• DATA FOR THIS EXERCISE:
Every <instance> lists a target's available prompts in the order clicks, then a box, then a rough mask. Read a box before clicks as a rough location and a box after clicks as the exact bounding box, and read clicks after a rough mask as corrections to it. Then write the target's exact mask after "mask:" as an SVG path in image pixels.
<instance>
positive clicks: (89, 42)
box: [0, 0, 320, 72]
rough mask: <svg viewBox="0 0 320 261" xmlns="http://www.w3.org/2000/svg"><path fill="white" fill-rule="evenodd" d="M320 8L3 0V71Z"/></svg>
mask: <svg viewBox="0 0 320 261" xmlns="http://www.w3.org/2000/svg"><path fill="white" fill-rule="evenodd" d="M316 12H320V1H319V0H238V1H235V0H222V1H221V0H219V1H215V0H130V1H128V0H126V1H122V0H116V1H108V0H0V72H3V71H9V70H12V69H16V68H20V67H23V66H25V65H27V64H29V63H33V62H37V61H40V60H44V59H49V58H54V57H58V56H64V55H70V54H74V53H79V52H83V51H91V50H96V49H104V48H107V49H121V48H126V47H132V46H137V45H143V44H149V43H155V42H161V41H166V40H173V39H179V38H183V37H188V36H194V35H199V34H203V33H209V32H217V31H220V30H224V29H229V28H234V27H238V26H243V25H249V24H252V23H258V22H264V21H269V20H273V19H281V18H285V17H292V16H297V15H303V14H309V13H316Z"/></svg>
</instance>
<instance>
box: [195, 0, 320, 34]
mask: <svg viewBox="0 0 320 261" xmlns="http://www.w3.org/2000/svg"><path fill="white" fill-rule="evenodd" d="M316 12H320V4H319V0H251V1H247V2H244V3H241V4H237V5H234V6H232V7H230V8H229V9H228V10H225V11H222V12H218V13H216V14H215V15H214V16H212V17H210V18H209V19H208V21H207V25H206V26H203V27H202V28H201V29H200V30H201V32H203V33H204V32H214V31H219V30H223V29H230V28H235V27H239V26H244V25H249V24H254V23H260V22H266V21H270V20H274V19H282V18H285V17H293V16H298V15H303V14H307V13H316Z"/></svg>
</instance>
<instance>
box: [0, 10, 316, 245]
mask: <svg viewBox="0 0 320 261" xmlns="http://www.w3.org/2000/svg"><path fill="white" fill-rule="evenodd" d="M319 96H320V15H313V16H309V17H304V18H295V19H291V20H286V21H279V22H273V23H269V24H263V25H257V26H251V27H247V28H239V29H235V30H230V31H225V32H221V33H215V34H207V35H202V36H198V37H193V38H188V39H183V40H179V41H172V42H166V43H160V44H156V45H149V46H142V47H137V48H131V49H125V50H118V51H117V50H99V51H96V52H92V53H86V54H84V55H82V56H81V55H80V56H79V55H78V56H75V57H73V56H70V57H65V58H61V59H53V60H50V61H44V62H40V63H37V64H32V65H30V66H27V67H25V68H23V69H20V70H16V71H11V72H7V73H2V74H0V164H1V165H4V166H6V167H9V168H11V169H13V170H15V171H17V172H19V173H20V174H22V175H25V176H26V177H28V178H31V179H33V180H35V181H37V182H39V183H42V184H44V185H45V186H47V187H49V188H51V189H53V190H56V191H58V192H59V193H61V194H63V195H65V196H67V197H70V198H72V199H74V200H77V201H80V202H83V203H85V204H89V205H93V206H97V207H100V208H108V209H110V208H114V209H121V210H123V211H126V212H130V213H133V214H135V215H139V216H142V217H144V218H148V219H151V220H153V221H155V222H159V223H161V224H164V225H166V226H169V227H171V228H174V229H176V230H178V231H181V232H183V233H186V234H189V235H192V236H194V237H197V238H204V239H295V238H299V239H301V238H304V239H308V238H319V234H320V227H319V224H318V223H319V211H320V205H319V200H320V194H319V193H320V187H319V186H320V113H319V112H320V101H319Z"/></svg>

• AIM OF THE TASK: Would you transcribe, exactly, the lines running from the one that contains "box: [195, 0, 320, 34]" through the final line of the listing above? Include both ends and nothing else.

• RESPONSE:
box: [195, 0, 320, 34]
mask: <svg viewBox="0 0 320 261" xmlns="http://www.w3.org/2000/svg"><path fill="white" fill-rule="evenodd" d="M316 12H320V4H319V0H251V1H247V2H244V3H241V4H237V5H234V6H232V7H230V8H229V9H228V10H225V11H222V12H218V13H216V14H215V15H214V16H212V17H210V18H209V19H208V21H207V25H206V26H203V27H202V28H201V29H200V30H201V32H203V33H204V32H214V31H219V30H223V29H230V28H235V27H239V26H244V25H249V24H254V23H260V22H266V21H270V20H274V19H282V18H285V17H293V16H298V15H303V14H307V13H316Z"/></svg>
</instance>
<instance>
box: [0, 10, 316, 245]
mask: <svg viewBox="0 0 320 261" xmlns="http://www.w3.org/2000/svg"><path fill="white" fill-rule="evenodd" d="M319 96H320V15H313V16H309V17H304V18H295V19H291V20H286V21H279V22H273V23H269V24H263V25H257V26H251V27H247V28H239V29H235V30H230V31H225V32H221V33H215V34H207V35H202V36H198V37H193V38H188V39H183V40H179V41H172V42H166V43H160V44H156V45H149V46H142V47H137V48H131V49H125V50H118V51H117V50H99V51H96V52H92V53H86V54H84V55H82V56H81V55H80V56H79V55H78V56H75V57H73V56H70V57H65V58H61V59H53V60H50V61H44V62H40V63H37V64H32V65H30V66H27V67H25V68H23V69H20V70H16V71H11V72H7V73H2V74H0V164H1V165H4V166H6V167H9V168H11V169H13V170H15V171H17V172H19V173H20V174H22V175H25V176H26V177H28V178H31V179H33V180H35V181H37V182H39V183H42V184H44V185H45V186H47V187H49V188H51V189H53V190H56V191H58V192H59V193H61V194H63V195H65V196H67V197H70V198H72V199H74V200H77V201H80V202H83V203H85V204H89V205H93V206H97V207H100V208H108V209H110V208H114V209H121V210H123V211H126V212H130V213H133V214H135V215H139V216H142V217H144V218H148V219H151V220H153V221H155V222H159V223H161V224H164V225H166V226H169V227H171V228H174V229H176V230H178V231H181V232H183V233H186V234H189V235H192V236H194V237H197V238H204V239H295V238H299V239H301V238H304V239H308V238H319V234H320V227H319V224H318V223H319V211H320V205H319V200H320V194H319V193H320V187H319V186H320V113H319V112H320V101H319Z"/></svg>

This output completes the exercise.